## DIRECTIONS
Take the line containing "Where can you see the man here?" and every line after it in the data below, and print them exactly as given, with nothing else.

*** Opening of SOURCE MATERIAL ***

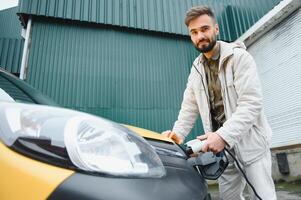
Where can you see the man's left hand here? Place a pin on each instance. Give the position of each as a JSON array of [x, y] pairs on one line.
[[214, 142]]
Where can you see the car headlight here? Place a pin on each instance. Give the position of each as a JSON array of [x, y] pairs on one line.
[[92, 143]]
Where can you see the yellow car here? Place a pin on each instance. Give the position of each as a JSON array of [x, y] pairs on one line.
[[48, 152]]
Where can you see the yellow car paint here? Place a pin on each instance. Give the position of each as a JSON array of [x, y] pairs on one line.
[[25, 178], [149, 134]]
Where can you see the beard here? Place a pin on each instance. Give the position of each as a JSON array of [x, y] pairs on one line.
[[206, 48]]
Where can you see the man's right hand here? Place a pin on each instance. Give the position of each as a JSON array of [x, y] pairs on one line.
[[172, 135]]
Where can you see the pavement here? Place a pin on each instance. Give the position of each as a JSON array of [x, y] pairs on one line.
[[284, 191]]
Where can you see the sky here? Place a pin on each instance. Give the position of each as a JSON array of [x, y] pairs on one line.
[[4, 4]]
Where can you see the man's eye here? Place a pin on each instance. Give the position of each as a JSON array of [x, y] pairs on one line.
[[205, 29]]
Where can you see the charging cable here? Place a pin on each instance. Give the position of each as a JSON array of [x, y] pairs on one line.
[[243, 173]]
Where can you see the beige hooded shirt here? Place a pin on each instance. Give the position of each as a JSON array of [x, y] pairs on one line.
[[246, 129]]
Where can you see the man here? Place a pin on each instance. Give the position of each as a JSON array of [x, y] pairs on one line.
[[224, 88]]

*** Close of SOURCE MATERIAL ***

## WRITTEN RESPONSE
Where can you see the man here? Place a pin on each instance. Give the position of each as a JSON array of [x, y] pairs on one line.
[[224, 88]]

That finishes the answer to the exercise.